──────── Data to examine

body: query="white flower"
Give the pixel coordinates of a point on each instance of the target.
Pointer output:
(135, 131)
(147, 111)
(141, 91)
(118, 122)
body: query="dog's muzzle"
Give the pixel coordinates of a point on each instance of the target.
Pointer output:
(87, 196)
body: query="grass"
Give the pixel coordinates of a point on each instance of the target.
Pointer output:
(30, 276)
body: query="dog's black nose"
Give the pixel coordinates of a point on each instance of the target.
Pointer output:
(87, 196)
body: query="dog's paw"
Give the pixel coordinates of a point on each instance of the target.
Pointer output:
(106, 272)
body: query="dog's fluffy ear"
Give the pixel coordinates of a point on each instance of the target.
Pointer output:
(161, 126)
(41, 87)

────────────────

» **Work request**
Nothing in the records may change. Print all of them.

» **Task result**
body: query="white flower"
Give the pixel coordinates of a point on each instance of the target.
Pointer output:
(135, 131)
(147, 111)
(141, 91)
(118, 122)
body: query="dog's muzzle"
Give the pixel coordinates of a point on each instance of the target.
Pointer output:
(87, 196)
body: query="grass"
Give the pixel coordinates of a point on each instance of the target.
Pointer output:
(30, 276)
body: query="dog's black nose"
Give the pixel coordinates of a point on each instance of the target.
Pointer output:
(87, 196)
body: query="dog's paw"
Give the pixel coordinates of a point on each instance of the target.
Pointer output:
(106, 272)
body: query="dog's fluffy ear"
Give the pixel coordinates of a point on each instance of the target.
Pointer output:
(161, 126)
(41, 87)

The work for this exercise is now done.